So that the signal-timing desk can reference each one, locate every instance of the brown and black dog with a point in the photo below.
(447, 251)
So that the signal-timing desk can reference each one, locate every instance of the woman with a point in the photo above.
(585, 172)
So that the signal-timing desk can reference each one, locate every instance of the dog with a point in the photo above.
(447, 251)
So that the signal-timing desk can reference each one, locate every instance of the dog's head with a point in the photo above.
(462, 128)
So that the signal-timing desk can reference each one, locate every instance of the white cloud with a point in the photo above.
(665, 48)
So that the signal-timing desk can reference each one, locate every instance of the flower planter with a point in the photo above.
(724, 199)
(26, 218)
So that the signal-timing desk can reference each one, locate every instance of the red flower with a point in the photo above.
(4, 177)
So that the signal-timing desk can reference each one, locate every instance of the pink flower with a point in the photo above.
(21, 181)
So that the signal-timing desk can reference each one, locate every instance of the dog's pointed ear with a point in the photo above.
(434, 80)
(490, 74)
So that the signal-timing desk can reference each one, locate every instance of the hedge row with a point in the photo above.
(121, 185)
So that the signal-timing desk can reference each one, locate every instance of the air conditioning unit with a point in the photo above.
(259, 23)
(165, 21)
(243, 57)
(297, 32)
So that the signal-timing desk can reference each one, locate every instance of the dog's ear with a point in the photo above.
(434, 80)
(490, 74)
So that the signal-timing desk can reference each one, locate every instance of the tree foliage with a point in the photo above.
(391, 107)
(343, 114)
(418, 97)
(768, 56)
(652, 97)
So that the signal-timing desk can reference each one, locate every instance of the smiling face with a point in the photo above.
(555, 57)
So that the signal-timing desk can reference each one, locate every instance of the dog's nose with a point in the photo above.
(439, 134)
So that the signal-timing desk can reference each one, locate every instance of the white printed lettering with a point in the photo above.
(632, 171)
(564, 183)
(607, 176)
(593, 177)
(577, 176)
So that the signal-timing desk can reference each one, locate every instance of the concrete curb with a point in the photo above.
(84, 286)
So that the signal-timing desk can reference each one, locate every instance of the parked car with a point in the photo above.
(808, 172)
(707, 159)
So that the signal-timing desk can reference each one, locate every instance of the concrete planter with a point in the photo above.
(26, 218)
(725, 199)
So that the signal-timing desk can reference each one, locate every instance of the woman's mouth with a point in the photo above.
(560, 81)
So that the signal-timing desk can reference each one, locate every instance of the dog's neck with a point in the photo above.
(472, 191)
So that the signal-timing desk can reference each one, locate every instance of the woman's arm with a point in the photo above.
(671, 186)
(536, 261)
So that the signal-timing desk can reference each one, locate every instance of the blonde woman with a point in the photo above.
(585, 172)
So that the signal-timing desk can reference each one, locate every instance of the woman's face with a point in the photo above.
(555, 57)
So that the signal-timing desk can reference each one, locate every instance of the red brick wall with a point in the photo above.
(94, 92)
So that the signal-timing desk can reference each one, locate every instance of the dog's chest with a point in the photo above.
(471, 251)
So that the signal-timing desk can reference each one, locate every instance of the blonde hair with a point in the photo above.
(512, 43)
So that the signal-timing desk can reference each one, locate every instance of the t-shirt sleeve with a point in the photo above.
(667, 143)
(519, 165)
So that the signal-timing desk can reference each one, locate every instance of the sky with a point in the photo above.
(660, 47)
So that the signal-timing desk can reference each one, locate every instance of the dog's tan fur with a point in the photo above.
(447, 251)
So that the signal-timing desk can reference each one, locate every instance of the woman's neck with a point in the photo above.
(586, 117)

==================================================

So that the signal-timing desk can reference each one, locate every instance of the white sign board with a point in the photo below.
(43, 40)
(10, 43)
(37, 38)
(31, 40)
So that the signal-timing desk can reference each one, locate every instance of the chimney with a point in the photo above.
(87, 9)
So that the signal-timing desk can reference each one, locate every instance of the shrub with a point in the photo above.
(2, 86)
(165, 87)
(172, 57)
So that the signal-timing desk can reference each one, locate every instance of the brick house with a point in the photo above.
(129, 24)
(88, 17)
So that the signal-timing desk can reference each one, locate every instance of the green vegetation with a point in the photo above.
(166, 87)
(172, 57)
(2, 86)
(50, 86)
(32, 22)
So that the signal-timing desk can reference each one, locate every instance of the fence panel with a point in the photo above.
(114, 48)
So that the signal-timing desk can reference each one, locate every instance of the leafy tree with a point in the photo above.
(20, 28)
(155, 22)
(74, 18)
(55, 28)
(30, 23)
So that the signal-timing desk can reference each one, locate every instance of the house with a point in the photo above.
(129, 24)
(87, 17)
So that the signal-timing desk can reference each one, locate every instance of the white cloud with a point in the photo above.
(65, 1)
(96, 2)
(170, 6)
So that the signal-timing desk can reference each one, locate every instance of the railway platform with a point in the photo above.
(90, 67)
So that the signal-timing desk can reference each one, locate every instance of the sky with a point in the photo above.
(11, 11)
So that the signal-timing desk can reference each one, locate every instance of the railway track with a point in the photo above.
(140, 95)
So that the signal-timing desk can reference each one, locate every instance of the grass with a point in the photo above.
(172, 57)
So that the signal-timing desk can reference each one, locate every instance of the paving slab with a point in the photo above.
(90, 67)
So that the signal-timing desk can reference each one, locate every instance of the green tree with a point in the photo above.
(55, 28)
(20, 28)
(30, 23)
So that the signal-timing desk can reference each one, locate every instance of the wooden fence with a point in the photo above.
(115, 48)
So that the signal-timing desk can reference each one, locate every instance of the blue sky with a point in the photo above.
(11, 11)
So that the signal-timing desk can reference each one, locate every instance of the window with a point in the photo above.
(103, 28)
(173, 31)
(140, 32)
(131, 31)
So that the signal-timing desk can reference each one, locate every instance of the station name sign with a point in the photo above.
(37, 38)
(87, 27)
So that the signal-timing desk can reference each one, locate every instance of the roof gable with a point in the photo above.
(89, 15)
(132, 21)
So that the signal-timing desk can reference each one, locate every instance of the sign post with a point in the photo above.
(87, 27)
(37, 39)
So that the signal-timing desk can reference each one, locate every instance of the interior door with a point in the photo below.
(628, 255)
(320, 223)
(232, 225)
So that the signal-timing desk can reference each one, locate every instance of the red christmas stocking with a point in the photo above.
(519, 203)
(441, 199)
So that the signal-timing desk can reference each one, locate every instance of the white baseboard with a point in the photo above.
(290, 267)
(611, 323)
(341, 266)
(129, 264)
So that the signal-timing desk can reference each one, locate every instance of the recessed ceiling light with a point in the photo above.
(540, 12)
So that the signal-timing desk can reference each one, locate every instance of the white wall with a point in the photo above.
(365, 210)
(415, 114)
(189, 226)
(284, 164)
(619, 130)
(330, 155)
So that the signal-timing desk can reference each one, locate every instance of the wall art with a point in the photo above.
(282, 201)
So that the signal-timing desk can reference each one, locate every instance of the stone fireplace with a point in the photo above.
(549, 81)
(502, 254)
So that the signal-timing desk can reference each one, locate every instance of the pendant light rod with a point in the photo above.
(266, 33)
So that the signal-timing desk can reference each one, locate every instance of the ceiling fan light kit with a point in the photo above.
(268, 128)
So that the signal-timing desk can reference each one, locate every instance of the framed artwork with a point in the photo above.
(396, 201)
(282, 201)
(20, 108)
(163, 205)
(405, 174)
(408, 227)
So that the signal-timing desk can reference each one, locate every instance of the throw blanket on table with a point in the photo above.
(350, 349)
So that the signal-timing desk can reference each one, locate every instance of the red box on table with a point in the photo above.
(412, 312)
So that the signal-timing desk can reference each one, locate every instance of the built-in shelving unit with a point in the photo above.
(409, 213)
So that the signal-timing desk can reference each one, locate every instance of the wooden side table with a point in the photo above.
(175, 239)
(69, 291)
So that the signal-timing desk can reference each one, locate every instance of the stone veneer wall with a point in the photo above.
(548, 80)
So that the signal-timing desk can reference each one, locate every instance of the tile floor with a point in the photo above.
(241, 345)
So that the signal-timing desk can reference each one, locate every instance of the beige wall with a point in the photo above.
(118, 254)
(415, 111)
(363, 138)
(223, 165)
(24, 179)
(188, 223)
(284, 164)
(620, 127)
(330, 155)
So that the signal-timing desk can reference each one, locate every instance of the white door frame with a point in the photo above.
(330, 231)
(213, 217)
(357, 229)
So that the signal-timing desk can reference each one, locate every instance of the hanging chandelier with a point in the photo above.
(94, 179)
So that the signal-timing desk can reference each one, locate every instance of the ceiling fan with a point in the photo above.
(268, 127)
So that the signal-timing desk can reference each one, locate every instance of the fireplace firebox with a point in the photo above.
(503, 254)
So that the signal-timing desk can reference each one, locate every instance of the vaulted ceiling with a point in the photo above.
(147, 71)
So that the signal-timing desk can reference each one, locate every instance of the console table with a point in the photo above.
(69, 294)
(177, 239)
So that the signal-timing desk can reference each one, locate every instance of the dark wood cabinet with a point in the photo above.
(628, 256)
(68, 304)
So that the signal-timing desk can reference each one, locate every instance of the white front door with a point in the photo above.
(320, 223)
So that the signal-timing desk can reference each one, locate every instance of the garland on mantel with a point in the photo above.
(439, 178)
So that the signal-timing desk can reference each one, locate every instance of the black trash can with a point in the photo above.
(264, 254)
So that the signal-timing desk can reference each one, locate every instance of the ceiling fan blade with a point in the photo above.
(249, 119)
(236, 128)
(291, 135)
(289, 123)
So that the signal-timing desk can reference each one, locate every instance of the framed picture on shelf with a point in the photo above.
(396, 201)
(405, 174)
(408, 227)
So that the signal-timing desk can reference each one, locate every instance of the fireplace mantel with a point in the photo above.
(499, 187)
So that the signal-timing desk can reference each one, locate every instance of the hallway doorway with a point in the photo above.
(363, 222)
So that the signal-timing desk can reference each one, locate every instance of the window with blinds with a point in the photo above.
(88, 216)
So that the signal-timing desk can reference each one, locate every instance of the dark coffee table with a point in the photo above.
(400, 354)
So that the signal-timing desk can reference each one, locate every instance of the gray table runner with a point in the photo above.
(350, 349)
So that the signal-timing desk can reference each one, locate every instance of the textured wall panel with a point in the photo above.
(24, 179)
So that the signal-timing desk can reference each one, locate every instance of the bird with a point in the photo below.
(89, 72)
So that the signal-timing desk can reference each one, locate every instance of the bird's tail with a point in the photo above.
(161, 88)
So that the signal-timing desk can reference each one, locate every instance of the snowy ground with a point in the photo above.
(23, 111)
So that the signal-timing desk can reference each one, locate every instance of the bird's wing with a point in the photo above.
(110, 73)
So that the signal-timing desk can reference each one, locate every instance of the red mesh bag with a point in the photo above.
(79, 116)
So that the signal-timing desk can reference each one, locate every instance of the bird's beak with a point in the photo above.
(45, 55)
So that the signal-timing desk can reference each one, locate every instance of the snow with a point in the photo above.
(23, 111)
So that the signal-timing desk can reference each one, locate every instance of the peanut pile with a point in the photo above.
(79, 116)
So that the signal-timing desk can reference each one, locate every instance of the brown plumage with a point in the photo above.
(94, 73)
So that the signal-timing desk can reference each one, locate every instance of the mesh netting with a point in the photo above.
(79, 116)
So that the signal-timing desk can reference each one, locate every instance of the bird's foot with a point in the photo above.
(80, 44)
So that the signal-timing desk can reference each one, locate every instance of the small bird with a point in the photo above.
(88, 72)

==================================================

• [Given exercise] Find each line in the records above that contains the word "fireplace" and copy those lines out.

• [Output of the task]
So that the signal-timing desk can reference each one, locate every instance of the stone fireplace with a point in the photo above.
So that the signal-timing desk can reference each one, locate every instance of the fireplace firebox with a point in the photo above.
So that the signal-timing desk can reference each one, locate every instance of the fireplace mantel with a point in the photo above.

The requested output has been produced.